What is asked =
Retype exactly and only the lines from the one that contains "Where can you see the toddler's" through the final line of the data; pictures are left out.

(Pointing and labeling entries)

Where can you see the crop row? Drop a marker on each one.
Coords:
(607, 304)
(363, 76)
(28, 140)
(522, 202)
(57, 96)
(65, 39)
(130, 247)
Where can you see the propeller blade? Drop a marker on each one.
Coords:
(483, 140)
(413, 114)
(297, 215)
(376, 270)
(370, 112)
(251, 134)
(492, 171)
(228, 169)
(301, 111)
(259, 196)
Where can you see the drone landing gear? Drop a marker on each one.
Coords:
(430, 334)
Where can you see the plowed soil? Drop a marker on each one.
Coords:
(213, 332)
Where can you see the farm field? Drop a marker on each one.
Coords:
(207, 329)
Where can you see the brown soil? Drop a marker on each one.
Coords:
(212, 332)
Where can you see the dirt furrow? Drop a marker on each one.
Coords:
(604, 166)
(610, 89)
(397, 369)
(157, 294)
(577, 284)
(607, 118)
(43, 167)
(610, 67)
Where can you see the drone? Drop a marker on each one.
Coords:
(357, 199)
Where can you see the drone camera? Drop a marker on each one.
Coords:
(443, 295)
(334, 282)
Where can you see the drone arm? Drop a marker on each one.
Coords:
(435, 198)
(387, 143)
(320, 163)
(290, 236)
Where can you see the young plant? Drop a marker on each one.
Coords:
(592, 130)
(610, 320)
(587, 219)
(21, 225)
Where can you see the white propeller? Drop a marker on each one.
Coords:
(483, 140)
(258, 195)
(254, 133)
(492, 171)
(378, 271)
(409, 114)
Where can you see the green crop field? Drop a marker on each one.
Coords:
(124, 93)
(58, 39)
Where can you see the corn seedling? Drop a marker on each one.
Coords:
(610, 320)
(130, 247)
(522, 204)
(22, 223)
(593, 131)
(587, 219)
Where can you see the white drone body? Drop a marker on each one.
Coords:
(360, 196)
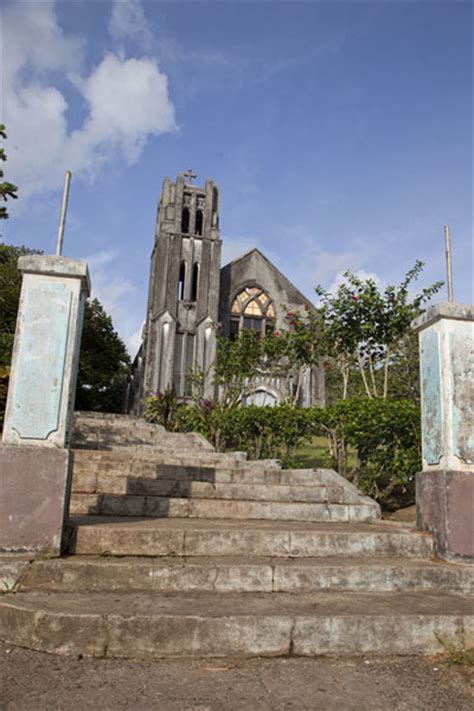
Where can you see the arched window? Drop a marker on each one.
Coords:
(182, 279)
(252, 309)
(185, 220)
(195, 281)
(199, 222)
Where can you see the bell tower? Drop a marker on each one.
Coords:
(183, 294)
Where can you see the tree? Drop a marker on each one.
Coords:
(103, 361)
(365, 326)
(103, 364)
(10, 286)
(7, 190)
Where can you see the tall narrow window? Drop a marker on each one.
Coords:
(185, 220)
(188, 381)
(182, 279)
(199, 222)
(215, 199)
(177, 364)
(194, 282)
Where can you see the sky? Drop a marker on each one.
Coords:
(339, 133)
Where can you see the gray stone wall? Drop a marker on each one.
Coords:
(189, 292)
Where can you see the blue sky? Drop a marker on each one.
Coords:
(340, 133)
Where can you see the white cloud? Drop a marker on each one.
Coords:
(361, 274)
(134, 341)
(233, 247)
(127, 102)
(128, 21)
(117, 295)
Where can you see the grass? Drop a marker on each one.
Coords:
(315, 454)
(457, 654)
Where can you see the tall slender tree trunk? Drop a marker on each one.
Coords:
(345, 380)
(364, 379)
(385, 374)
(372, 376)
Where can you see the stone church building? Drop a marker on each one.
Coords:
(190, 293)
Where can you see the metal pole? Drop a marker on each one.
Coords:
(449, 271)
(62, 221)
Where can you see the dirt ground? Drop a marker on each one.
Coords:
(41, 682)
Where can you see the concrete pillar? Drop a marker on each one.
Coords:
(35, 462)
(445, 486)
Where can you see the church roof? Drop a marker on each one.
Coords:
(295, 294)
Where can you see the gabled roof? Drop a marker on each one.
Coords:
(298, 295)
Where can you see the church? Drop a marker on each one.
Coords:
(190, 294)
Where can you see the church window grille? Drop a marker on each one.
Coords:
(177, 362)
(199, 222)
(181, 282)
(215, 217)
(189, 365)
(252, 309)
(185, 218)
(195, 282)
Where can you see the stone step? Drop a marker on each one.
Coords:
(172, 507)
(132, 486)
(105, 431)
(249, 574)
(136, 458)
(154, 625)
(91, 471)
(93, 535)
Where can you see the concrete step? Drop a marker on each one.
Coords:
(246, 574)
(90, 467)
(132, 459)
(154, 625)
(107, 431)
(94, 535)
(171, 507)
(181, 488)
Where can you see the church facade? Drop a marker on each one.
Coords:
(190, 293)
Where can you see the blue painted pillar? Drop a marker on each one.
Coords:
(35, 460)
(445, 486)
(47, 341)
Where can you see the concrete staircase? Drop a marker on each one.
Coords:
(176, 550)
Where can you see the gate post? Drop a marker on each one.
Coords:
(445, 486)
(35, 461)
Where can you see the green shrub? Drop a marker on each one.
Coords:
(385, 435)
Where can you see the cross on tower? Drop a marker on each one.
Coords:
(190, 175)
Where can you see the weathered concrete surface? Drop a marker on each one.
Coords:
(31, 680)
(42, 385)
(244, 574)
(173, 507)
(149, 626)
(445, 507)
(150, 472)
(446, 362)
(111, 431)
(445, 487)
(34, 498)
(92, 535)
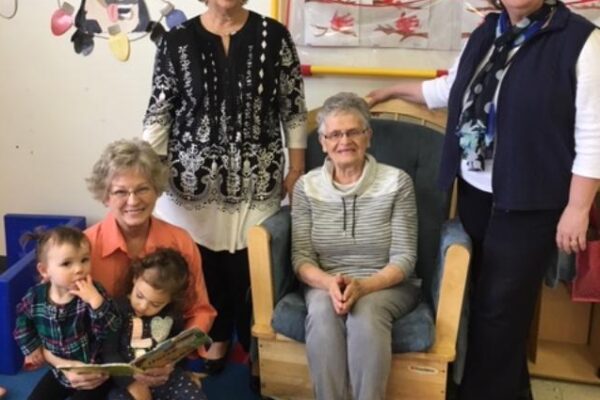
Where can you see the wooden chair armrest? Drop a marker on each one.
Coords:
(261, 281)
(452, 294)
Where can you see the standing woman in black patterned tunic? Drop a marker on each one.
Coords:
(225, 86)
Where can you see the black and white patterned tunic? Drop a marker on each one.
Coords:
(219, 118)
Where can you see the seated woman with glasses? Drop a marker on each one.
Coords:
(354, 244)
(127, 179)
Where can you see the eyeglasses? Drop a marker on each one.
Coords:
(140, 193)
(336, 136)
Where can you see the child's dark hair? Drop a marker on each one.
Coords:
(54, 236)
(171, 274)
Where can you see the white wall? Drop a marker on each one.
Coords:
(58, 109)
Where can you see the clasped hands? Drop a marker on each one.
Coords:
(344, 292)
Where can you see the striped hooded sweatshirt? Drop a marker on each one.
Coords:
(355, 230)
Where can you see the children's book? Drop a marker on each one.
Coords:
(167, 352)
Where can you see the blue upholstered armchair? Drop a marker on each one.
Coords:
(424, 342)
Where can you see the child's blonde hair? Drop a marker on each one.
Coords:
(55, 237)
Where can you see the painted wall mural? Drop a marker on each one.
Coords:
(419, 24)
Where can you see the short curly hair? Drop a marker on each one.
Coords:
(344, 102)
(123, 155)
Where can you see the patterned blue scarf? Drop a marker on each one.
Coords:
(476, 127)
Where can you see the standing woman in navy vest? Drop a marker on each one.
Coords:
(523, 138)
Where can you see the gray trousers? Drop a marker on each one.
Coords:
(349, 356)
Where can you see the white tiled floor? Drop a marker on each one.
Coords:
(556, 390)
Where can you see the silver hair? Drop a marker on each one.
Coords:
(123, 155)
(341, 103)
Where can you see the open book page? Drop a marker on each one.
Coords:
(114, 369)
(168, 352)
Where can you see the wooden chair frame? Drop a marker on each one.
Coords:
(417, 376)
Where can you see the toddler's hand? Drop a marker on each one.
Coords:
(34, 360)
(81, 381)
(87, 292)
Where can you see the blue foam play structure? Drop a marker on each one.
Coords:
(20, 275)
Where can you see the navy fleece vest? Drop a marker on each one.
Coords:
(535, 144)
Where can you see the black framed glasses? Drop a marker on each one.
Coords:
(123, 194)
(336, 136)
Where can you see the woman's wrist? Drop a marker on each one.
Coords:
(296, 170)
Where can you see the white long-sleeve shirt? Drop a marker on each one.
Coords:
(587, 119)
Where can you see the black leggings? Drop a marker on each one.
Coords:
(50, 388)
(511, 253)
(227, 279)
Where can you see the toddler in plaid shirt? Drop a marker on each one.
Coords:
(65, 318)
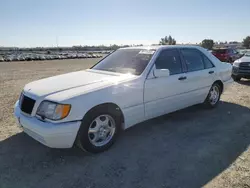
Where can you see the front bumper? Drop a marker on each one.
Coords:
(61, 135)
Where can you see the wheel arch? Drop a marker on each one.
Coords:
(111, 107)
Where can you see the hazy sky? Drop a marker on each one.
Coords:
(29, 23)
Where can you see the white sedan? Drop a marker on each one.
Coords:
(131, 85)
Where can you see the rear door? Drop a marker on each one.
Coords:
(200, 74)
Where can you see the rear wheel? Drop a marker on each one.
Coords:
(236, 78)
(98, 131)
(213, 97)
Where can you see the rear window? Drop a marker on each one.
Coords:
(220, 51)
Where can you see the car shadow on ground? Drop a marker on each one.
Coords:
(187, 148)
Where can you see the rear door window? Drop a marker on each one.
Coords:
(169, 59)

Answer to the task =
Where can you see the toddler's hand? Drop a marker on each one.
Coords:
(34, 360)
(81, 381)
(87, 292)
Where can you see the blue foam play structure? Drop a marker on each one.
Coords:
(20, 275)
Where can you see the navy fleece vest? Drop a marker on each one.
Coords:
(535, 144)
Where can you see the black framed glasses? Drop a marker on each one.
Coords:
(123, 194)
(336, 136)
Where can you see the woman's wrist? Drop a marker on each one.
Coords:
(296, 170)
Where can you see the white long-sleeve shirt? Drop a marker on each one.
Coords:
(587, 119)
Where can you see the black leggings? Drop a marker on each one.
Coords:
(50, 388)
(511, 253)
(227, 279)
Where can you see the toddler in plaid shirt? Drop a marker on each one.
Coords:
(65, 318)
Where can you see the front bumper? Drop a marker on each one.
Coords:
(61, 135)
Where can you see the wheel arch? Drop a marker on each one.
Coords:
(111, 107)
Where can you see the hazy sky? Drop a marker on each one.
Coords:
(29, 23)
Where can you see the white sedan? Drop a marker on each one.
Coords:
(131, 85)
Where can you see the rear door? Drop a marker on each one.
Coords:
(200, 74)
Where can you see the rear wheel? Drop a marker on each one.
Coords:
(236, 78)
(98, 131)
(213, 97)
Where can you see the rear window? Drop a marker on each one.
Coords:
(220, 51)
Where can you see the car shadow on ground? Drop a marker on each one.
Coords:
(187, 148)
Where can you see the rear door window? Drop a marker on each one.
Coords:
(169, 59)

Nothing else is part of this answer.